(Dataset entries)
--------------------------------------------------

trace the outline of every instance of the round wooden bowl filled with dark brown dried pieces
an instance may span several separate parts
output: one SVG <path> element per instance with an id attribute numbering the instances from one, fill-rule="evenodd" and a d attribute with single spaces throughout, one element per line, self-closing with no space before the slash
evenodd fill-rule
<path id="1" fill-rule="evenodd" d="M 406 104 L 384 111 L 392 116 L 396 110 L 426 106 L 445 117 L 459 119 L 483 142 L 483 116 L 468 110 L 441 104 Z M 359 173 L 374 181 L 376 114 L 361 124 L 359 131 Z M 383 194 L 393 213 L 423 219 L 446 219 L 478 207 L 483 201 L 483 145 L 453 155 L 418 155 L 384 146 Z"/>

--------------------------------------------------

PROBLEM TO SOLVE
Top to bottom, transcribe every line above exactly.

REPLY
trace the outline of every instance of the round wooden bowl filled with dark brown dried pieces
an instance may span several separate parts
output: one SVG <path> element per instance with an id attribute numbering the instances from one, fill-rule="evenodd" and a d attribute with single spaces throughout, one element per line, self-closing with no space before the slash
evenodd fill-rule
<path id="1" fill-rule="evenodd" d="M 406 104 L 384 111 L 392 116 L 396 110 L 426 106 L 445 117 L 459 119 L 483 142 L 483 116 L 468 110 L 441 104 Z M 359 173 L 374 181 L 376 114 L 361 124 L 359 131 Z M 383 194 L 393 213 L 423 219 L 446 219 L 478 207 L 483 201 L 483 145 L 453 155 L 418 155 L 384 146 Z"/>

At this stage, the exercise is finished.